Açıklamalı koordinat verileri
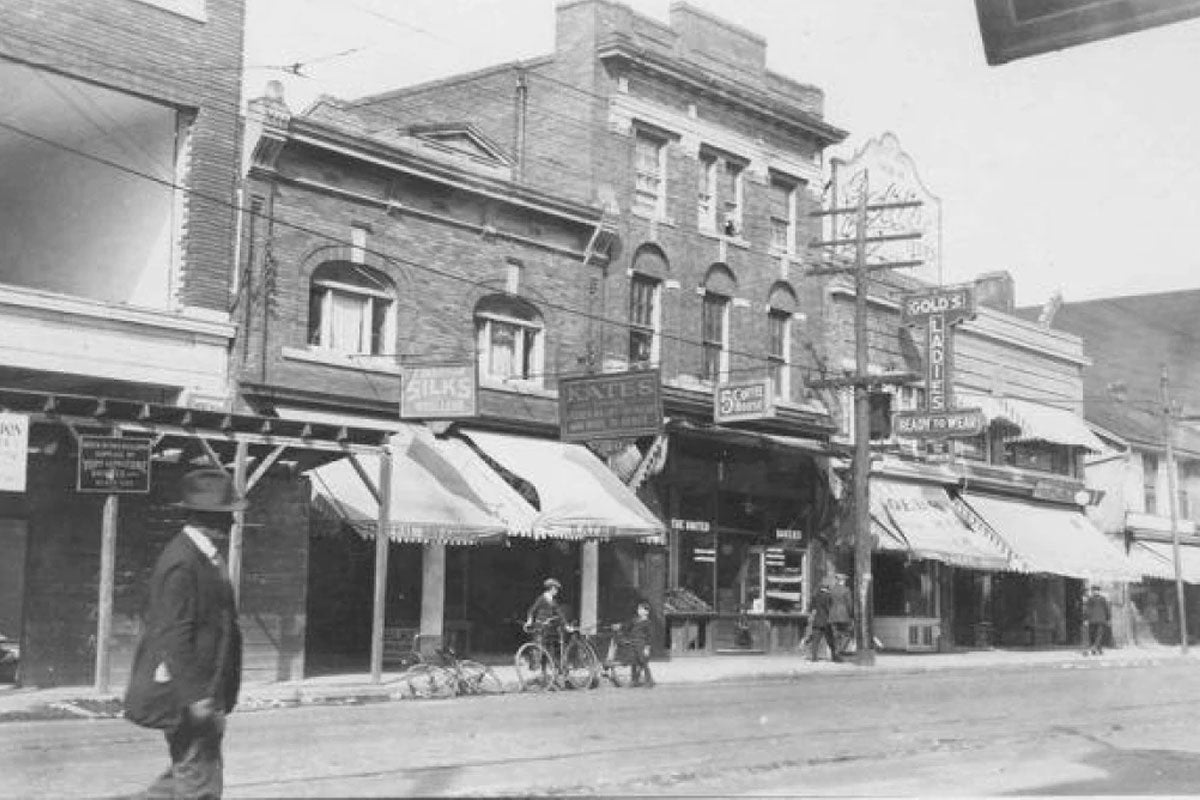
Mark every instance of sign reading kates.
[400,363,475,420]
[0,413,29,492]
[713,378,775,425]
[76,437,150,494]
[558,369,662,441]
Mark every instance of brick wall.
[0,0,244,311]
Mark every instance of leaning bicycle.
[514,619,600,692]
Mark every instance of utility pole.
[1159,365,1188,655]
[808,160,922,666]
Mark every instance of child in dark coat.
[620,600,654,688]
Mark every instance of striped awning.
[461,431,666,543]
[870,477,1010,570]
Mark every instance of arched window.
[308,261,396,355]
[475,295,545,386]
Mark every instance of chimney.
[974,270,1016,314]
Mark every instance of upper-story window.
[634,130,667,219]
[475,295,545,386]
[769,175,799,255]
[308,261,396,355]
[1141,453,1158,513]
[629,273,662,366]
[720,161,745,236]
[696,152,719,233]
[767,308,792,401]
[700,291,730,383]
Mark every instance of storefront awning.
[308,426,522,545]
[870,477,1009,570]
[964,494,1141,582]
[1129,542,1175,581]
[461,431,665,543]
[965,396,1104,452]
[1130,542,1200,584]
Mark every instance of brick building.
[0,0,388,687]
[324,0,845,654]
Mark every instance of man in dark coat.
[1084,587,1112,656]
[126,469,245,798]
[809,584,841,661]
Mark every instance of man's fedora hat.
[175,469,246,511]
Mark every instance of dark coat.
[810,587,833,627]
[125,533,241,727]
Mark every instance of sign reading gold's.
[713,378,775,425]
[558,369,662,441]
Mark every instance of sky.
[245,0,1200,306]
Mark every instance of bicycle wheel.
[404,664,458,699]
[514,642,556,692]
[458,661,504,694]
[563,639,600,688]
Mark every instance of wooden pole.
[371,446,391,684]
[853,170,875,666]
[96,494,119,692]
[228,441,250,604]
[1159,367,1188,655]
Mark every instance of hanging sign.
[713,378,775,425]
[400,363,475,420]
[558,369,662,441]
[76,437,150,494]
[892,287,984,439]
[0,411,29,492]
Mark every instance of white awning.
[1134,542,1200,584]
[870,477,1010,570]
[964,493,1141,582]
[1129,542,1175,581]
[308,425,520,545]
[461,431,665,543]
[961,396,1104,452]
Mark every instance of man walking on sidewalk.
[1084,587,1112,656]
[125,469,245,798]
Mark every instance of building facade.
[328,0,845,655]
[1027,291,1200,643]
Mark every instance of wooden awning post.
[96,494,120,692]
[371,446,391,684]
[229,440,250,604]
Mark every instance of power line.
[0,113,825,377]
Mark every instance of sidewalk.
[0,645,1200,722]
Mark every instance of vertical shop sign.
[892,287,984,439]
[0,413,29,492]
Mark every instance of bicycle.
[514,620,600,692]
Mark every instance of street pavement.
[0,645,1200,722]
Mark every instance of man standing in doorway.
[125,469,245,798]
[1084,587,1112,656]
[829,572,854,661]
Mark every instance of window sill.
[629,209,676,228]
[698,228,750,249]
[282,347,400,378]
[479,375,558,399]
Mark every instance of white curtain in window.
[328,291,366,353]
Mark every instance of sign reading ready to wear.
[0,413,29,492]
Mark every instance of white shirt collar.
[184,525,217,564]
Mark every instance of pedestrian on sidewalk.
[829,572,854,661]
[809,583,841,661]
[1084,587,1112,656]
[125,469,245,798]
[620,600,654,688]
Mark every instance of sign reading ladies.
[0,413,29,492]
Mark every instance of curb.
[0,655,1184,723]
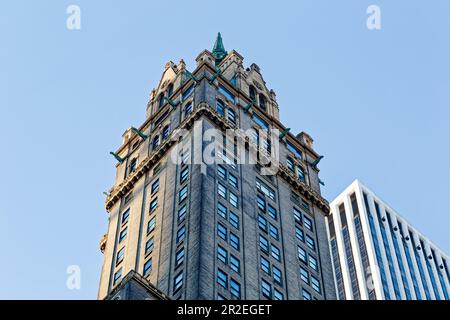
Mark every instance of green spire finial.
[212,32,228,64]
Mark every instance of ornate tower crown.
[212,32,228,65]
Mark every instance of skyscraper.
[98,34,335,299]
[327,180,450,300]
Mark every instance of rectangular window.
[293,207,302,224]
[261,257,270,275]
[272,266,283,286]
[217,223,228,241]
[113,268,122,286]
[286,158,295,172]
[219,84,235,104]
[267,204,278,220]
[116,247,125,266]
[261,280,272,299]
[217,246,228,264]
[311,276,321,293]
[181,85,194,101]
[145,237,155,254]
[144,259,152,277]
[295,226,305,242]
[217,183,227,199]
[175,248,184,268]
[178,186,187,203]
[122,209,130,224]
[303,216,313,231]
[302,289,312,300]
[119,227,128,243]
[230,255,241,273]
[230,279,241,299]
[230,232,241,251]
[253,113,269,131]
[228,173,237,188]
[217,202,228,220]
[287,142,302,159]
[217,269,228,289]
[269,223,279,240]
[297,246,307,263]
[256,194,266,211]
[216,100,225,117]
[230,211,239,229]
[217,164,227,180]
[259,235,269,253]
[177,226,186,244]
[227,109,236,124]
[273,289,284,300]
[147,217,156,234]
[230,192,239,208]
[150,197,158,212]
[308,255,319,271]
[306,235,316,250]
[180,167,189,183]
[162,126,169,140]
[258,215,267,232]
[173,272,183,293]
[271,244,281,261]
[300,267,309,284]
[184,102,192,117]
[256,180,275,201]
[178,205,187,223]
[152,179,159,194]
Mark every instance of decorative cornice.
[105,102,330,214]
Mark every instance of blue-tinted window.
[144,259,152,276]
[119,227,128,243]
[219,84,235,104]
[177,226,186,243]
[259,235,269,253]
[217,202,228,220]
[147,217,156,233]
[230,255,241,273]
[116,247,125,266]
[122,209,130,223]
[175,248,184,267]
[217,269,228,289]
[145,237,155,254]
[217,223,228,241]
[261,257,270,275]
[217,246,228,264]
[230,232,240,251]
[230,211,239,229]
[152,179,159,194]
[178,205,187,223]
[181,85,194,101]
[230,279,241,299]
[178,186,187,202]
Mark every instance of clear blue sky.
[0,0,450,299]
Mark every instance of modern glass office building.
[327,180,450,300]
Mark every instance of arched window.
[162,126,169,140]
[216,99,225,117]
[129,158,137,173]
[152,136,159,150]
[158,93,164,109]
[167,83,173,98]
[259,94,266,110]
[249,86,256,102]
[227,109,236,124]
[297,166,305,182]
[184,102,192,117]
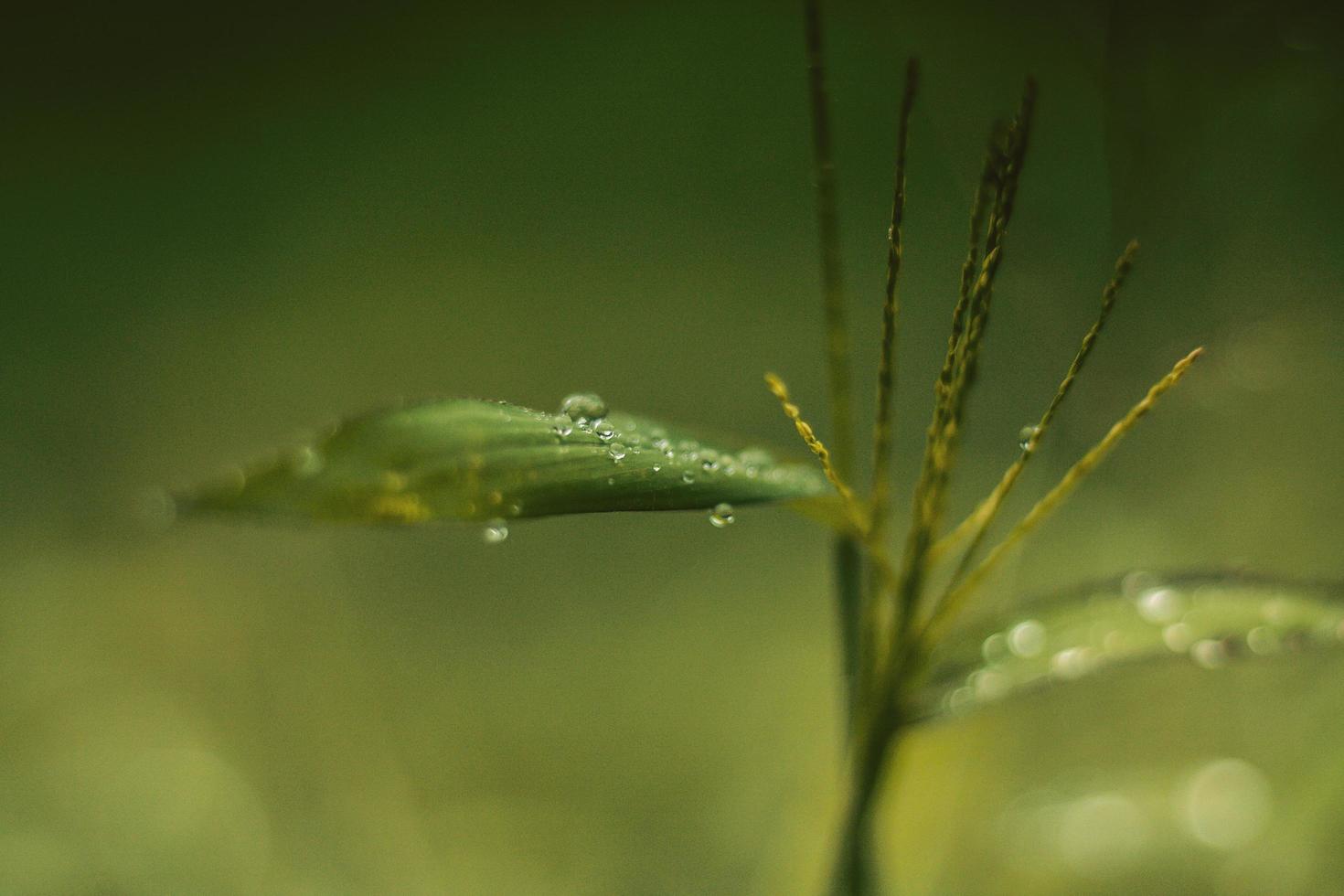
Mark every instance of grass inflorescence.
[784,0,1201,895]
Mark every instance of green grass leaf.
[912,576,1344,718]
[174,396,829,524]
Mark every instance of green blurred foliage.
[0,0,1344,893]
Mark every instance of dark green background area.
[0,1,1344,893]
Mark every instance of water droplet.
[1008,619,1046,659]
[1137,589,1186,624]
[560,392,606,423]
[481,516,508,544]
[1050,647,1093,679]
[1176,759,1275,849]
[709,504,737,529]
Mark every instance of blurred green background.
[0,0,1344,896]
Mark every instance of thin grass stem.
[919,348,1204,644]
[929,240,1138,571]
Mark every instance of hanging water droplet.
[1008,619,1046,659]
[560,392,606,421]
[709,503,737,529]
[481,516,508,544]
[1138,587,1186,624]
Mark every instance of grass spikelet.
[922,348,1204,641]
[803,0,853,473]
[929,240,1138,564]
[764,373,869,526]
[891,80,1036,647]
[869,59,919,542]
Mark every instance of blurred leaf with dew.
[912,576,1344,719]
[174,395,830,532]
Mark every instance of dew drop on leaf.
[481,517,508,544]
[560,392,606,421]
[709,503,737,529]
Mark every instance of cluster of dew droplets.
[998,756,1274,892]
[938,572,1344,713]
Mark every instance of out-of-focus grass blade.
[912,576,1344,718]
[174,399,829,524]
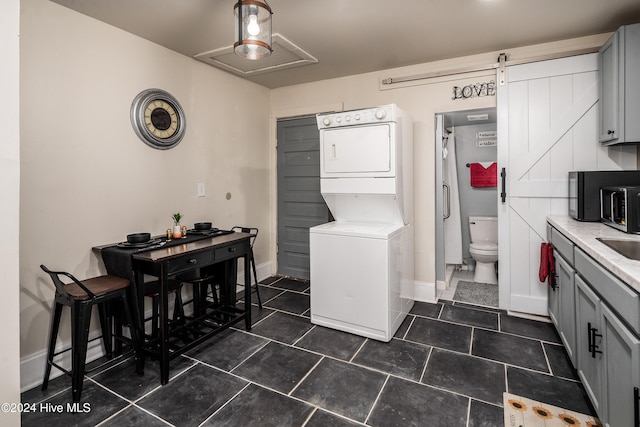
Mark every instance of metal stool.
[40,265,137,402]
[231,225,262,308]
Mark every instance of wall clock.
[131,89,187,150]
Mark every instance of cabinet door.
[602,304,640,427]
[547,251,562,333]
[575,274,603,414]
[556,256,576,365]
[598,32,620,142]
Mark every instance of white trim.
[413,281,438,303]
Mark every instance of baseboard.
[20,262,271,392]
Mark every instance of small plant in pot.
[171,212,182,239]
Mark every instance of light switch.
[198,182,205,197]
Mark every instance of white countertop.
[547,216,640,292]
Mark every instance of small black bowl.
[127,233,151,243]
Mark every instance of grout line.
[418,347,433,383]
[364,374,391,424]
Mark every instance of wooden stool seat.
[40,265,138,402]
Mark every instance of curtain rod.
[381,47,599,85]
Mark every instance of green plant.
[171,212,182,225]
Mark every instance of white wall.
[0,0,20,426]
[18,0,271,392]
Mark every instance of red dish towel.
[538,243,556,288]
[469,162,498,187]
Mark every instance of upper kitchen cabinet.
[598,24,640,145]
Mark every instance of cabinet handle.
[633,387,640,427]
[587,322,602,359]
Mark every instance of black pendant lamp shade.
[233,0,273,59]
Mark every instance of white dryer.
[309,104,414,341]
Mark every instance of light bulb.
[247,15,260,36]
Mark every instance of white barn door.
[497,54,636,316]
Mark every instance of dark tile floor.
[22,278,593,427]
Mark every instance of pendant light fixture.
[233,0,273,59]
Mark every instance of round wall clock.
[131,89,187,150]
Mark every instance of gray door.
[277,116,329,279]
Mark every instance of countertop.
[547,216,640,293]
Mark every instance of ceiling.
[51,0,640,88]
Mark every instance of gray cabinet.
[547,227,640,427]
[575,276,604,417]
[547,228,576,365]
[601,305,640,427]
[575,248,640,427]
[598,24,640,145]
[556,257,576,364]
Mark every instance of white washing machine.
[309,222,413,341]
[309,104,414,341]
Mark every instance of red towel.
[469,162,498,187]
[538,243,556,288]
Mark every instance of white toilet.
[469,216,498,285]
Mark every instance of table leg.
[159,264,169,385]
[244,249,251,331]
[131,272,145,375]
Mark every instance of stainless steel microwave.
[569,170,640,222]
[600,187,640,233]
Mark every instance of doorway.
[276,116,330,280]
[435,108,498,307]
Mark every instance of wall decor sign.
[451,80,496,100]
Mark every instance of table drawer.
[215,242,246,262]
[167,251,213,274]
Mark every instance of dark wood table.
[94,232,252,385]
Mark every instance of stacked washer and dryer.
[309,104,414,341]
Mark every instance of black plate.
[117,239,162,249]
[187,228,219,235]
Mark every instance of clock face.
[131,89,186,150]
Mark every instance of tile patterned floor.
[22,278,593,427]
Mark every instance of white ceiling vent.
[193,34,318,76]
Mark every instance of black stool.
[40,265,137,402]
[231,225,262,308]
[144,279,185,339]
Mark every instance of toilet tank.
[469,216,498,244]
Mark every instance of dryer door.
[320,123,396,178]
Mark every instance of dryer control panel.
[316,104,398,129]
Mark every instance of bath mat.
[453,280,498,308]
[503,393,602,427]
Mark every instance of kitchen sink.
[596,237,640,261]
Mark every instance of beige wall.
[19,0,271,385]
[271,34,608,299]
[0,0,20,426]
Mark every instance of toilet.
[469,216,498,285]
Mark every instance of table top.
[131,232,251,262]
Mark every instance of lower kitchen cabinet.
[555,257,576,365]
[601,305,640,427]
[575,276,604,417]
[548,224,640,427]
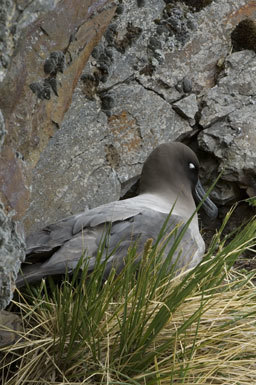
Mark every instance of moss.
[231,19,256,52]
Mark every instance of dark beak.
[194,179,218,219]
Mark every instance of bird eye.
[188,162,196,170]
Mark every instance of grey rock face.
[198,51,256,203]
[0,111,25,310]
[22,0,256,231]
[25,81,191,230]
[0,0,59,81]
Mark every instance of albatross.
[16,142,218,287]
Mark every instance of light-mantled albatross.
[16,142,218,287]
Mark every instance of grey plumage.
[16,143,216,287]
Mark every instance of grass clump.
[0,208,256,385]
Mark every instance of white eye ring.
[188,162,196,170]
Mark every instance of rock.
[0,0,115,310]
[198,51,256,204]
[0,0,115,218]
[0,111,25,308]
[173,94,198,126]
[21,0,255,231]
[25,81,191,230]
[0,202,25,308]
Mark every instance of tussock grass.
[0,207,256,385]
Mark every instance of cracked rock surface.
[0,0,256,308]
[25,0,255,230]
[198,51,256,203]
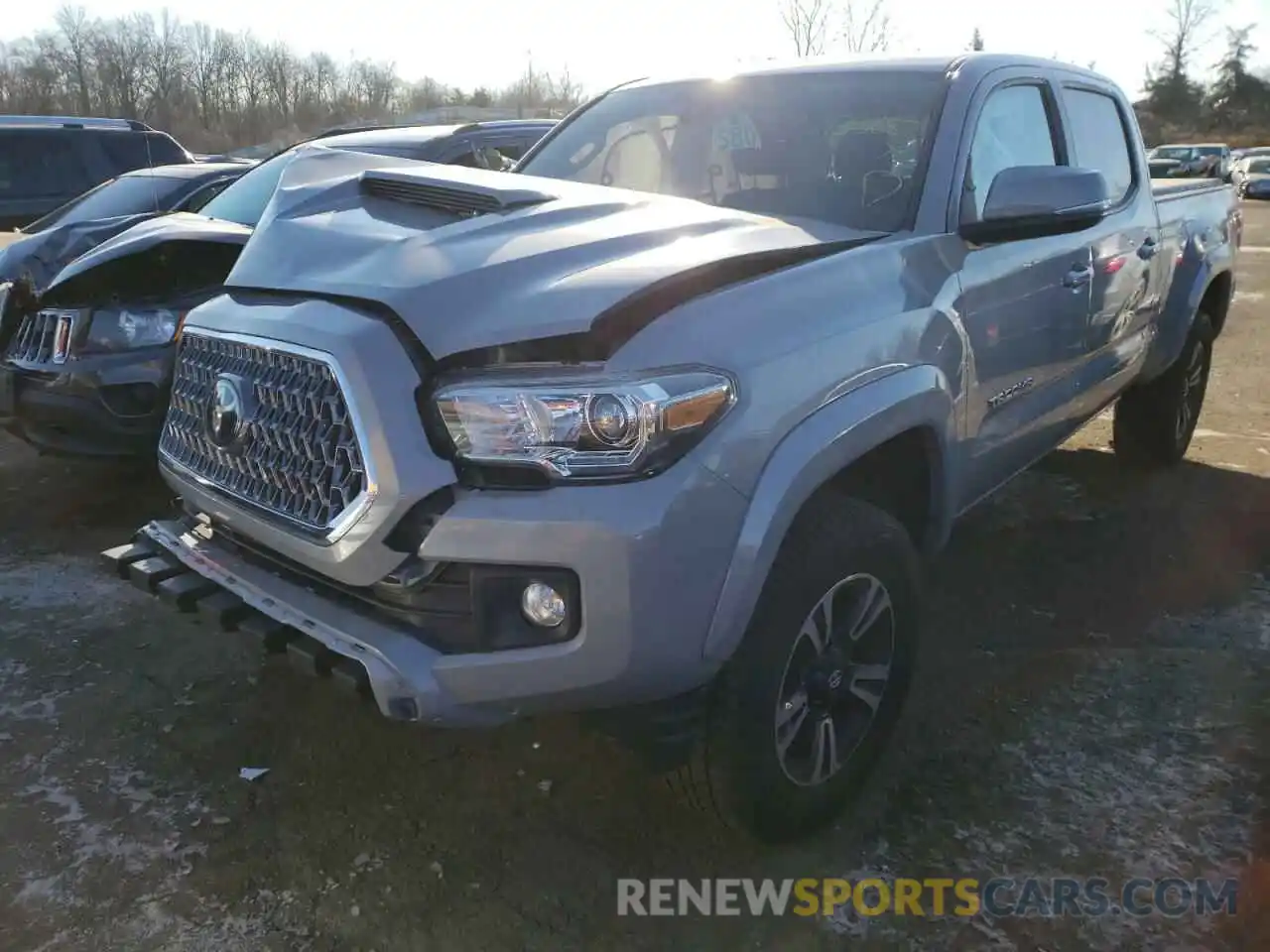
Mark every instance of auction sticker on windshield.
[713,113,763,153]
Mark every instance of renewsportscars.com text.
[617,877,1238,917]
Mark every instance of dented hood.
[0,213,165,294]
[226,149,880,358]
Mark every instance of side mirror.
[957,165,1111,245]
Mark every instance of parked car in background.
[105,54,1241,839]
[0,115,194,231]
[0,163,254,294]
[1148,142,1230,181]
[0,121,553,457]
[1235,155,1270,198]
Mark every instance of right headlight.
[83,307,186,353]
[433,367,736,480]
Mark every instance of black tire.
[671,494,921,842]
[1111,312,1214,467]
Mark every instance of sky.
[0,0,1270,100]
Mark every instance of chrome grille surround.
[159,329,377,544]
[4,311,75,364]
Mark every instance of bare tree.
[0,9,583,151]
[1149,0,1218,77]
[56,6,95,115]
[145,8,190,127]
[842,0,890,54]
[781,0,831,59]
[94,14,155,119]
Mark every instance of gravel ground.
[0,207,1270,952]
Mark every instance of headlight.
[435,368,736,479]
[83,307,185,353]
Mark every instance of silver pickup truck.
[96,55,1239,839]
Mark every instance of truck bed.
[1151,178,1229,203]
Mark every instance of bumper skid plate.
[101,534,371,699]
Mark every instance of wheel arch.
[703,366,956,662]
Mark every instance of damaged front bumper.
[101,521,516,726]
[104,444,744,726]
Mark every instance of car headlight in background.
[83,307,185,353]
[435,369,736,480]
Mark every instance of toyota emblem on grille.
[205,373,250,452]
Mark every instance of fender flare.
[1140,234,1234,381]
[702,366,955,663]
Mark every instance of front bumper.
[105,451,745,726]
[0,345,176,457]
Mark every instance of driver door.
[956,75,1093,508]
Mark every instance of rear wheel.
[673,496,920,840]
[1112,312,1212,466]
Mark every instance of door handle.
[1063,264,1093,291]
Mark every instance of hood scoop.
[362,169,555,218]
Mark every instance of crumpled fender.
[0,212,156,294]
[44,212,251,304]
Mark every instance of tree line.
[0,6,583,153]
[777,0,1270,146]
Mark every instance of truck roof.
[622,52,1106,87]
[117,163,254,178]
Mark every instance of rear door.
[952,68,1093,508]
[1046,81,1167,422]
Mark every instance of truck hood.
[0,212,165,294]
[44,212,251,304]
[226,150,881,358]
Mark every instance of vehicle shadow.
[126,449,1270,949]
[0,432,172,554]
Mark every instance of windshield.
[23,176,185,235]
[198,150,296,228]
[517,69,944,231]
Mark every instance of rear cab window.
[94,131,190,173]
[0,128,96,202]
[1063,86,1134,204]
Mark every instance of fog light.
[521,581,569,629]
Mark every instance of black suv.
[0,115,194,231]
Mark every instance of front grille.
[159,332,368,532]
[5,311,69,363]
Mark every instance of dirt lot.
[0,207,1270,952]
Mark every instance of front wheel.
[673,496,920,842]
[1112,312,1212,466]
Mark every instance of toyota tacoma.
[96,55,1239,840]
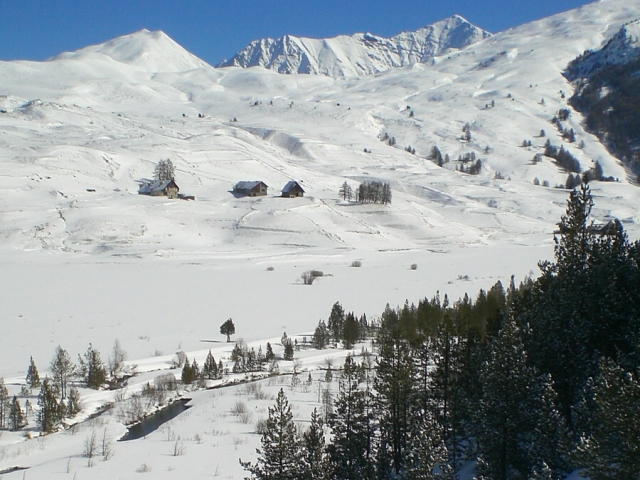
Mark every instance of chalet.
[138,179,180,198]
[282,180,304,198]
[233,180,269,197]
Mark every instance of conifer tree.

■ **Yapılacak iş**:
Yukarıdaki veride "Mark every instance of blurred green" ifadesini içeren satırdan "[413,281,438,303]" ifadesini içeren satıra kadar, iki uç da dahil, tüm satırları birebir kopyalayın. Resimleri yanıta katmayın.

■ **Görevin çözümü**:
Mark every instance of blurred green background.
[0,0,1344,896]
Mark every instance of thin grass stem.
[919,348,1204,644]
[929,240,1138,571]
Mark every instance of hanging water droplet.
[1008,619,1046,659]
[560,392,606,421]
[709,503,737,529]
[481,516,508,544]
[1138,587,1186,624]
Mark every instance of grass spikelet.
[922,348,1204,641]
[803,0,853,473]
[929,240,1138,564]
[764,373,869,526]
[891,80,1036,647]
[869,59,919,542]
Mark every instance of blurred leaf with dew.
[912,576,1344,719]
[174,395,830,532]
Mark every instance of dew drop on leaf.
[481,517,508,544]
[560,392,606,421]
[709,503,737,529]
Mark every instance of cluster of dew droplets.
[998,756,1274,892]
[938,572,1344,713]
Mark every instance of out-of-focus grass blade.
[912,576,1344,718]
[174,399,829,524]
Mark every instance of metal stool.
[40,265,137,402]
[231,225,262,308]
Mark every instance of wall clock.
[131,89,187,150]
Mark every instance of cabinet door.
[602,304,640,427]
[547,251,562,333]
[575,274,603,414]
[556,256,576,365]
[598,32,620,142]
Mark every instance of white trim.
[413,281,438,303]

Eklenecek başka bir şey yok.